The Romantic approach to Hasidism takes metaphysical statements projected onto nature and turns then into aesthetic statements about nature itself. For example, seeing God in all things which is about a mental state of devotion is understood by Romantic readers as meaning that Hasidim appreciated nature. Jay Michaelson has a long analytic article showing that this is not so; Hasidic panentheism does not lead to any appreciation of the natural order. Unfortunately, this was the analytic reading of texts that was sorely lacking in his last book. After this article, I am left with the question:Will Jay relinquish Hasidism since it is not world embracing or will he develop a new Jewish metaphysics?
Hasidism and “Nature”: Negation and Affirmation By Jay Michaelson
As regards the natural world, Hasidic texts offer a range of theological and practical options, from the nature mysticism of Rabbi Nachman of Bratzlav to panentheistic theologies which depict God as immanent in (and yet concealed by) the natural world.
Would the early Hasidic masters be environmentalists? To ask such a question is, of course, anachronistic, yet to pose this anachronistic question is a useful entry point for exploring more general Hasidic attitudes towards the status not only of the “natural” world as we conceive it today, but the created cosmos as such.
I want to suggest here that we can discern four distinct models of the relationships to what in contemporary parlance – though not to the Hasidim – is known as “nature,”
The Shoemaker: Non-specific immanentism as a form of world-negation
R. Jacob Joseph of Polonnoye quotes a story of the Baal Shem Tov that depicts the mystical hero Enoch as being a shoemaker who “united the Holy one, blessed be He and his Shechinah, by each and every [act of] sewing.” Regardless of the “deed” in question, uniting deed and thought effects a supernal union.
Initially, this view seems to be highly world-affirming, and highly radical. It makes every act important, as in the Hasidic story of the hasid who went to the Maggid of Mezrich not to learn some esoteric aspect of Kabbalah or learned insight into the Torah, but to see “how he tied his shoes.” This story has been used by Buber and others to suggest that the Hasidim were not interested in supernal realms and abstract mysteries but in the existential realms of the day-to-and here-and-now.
And yet, at the same time, the “shoemaker view” includes too much to be of use for environmentalism per se. Shoes or shoelaces are no more and no less useful than forests and rivers; this form of panentheism collapses into an apathy regarding what we today would call the “natural world” as against anything else. Moreover, Hasidic sources are ambivalent as to what, exactly, is meant by the yichudim in the Enoch story. Surely it is not a mindfulness-like attention to the texture of the shoes and the stitches. More likely it is utilizing the material object as a means to attain some spiritual insight or experience. Enoch is holding the shoes, but he is thinking of supernal spheres.
::::
WHAT THIS TASK INVOLVES – Resume the text on Hasidism and nature, starting right after its final sentence. The items that come next have nothing to do with the text on Hasidism and nature.
::::
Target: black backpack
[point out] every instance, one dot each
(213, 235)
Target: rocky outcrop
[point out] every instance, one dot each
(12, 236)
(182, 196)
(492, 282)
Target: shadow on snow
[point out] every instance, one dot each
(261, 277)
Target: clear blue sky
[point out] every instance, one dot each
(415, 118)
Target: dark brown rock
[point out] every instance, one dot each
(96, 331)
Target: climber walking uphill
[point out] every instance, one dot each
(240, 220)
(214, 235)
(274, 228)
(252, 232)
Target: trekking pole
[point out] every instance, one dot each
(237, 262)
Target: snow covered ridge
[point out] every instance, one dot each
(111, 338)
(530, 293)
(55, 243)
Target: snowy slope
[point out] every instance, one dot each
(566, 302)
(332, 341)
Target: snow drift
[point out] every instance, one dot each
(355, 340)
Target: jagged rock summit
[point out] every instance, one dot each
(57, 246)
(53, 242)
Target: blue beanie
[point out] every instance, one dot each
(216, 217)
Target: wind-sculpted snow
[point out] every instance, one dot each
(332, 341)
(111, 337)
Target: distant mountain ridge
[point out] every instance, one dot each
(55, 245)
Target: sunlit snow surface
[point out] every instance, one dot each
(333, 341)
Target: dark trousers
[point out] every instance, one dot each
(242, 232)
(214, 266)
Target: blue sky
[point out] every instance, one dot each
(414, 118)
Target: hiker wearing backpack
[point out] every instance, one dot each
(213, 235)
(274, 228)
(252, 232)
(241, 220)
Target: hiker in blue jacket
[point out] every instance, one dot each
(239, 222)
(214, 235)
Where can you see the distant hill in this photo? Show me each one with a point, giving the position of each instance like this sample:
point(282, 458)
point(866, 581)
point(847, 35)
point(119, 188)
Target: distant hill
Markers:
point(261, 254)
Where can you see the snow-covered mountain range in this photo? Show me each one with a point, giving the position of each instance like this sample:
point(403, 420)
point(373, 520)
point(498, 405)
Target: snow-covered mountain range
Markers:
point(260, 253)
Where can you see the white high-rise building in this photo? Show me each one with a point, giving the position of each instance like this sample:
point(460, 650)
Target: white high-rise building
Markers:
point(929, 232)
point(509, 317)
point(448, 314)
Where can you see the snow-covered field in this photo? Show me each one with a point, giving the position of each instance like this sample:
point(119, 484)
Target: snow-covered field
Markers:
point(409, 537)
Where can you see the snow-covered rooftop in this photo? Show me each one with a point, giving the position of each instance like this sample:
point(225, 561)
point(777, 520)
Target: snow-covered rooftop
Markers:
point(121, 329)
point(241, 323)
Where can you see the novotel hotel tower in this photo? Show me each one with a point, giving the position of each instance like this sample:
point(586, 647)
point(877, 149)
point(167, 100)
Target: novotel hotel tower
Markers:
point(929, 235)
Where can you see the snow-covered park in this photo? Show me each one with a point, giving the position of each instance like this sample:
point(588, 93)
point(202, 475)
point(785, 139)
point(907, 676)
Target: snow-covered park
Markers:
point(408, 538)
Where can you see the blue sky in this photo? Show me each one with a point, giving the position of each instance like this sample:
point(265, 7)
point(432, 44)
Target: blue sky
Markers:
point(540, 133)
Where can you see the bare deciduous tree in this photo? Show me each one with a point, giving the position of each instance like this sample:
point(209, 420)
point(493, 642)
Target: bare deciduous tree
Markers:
::::
REPLY –
But if any action can be done with devotion, then what matters is that devotion, not the context of the action. Phenomenal features of the natural world, be they forests or parking lots, are unimportant, because all are equally valid gateways to God.
The Tanya: Nondual acosmism as an intermediate, but unsatisfying, position
One of the most pregnant equations in Hasidic quasi-environmental thought is R. Schneur Zalman of Liadi’s quotation of the Zohar that Elohim is numerically equivalent to Hateva. Yet R. Schneur Zalman of Liadi’s Tanya presents an ontological worldview which essentially holds that everything we think of as yesh (something) is actually ayin (nothing) and that which is ayin is really the only true existent.
However, the Tanya is not purely acosmic, in the sense that it does not deny the reality of the world but envisions yesh as the “body” and ayin as the “soul.” The dichotomies of this aspect of the Tanya may be presented as:
tzimtzum / or (uncontracted light)
gevurah / hesed
elohim / YHVH
hateva/immanent / transcendent
olam/maalim (covering) / ne’elam (that which is covered)
what seems to be yesh / what seems to be ayin
actually ayin / actually Yesh
What is critical to understand is that everything on the left covers what is on the right, but also in some way reveals it. First, there can be no existence without tzimtzum, according to the Tanya, so the left column is not merely the “bad stuff” from which the gnostic wants to get away – the left column is an integral, and real, element of the dialectic of existence. Second, and relatedly, the left column is not “unreal,” although I there is considerable unclarity on this point that leaves room for the possibility that R. Schneur Zalman believes the world is a “dream,” like his Vedantin counterparts. I think we can say, though, that although the tzimtzum is only a condition of the Ultimate, and not the Ultimate itself, it is still a real condition. The world is in a state of tzimtzum
Elohim is a mask, not just a veil, and masks reveal, even as they conceal.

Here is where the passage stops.